_Task_: Search the listing for the word "item" and say how many lines have it, nothing besides.

_Dataset content_:

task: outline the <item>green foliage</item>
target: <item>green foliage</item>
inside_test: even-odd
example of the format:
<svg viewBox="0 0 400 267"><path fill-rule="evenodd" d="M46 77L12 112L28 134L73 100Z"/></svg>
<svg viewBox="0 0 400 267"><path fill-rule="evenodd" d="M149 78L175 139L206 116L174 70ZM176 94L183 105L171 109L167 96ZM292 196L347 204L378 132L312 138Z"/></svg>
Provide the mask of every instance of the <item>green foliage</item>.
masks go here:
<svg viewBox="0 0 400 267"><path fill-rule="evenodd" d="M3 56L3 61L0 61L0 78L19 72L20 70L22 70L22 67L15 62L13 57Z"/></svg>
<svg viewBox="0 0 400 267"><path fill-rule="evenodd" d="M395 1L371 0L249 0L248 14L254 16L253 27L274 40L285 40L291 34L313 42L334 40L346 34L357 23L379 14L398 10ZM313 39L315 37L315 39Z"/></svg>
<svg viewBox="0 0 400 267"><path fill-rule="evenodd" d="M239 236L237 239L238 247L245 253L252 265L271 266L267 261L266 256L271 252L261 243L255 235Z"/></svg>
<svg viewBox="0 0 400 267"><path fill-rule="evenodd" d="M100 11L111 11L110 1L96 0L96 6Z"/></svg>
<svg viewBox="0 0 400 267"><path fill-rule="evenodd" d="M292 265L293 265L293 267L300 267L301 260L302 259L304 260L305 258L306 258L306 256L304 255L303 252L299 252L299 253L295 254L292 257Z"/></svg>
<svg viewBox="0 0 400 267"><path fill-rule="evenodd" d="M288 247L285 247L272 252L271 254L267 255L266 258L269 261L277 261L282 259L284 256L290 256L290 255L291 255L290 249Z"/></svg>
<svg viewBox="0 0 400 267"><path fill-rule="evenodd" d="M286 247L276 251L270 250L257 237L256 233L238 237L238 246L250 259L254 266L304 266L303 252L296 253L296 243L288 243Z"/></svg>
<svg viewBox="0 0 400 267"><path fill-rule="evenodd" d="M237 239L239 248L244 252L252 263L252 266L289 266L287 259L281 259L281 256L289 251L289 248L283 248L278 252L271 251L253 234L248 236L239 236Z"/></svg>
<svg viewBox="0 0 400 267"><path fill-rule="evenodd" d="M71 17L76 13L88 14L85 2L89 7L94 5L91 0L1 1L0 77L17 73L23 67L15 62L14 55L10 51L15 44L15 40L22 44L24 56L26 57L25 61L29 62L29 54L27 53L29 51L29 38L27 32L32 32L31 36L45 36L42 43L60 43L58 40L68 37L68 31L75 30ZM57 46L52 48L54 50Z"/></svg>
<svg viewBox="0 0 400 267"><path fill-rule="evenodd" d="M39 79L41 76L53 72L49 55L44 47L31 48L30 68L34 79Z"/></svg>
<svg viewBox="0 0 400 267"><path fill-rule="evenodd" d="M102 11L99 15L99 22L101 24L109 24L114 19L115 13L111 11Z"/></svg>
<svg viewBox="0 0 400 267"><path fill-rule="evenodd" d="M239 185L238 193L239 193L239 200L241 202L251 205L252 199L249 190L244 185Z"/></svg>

_Finished exercise_: 3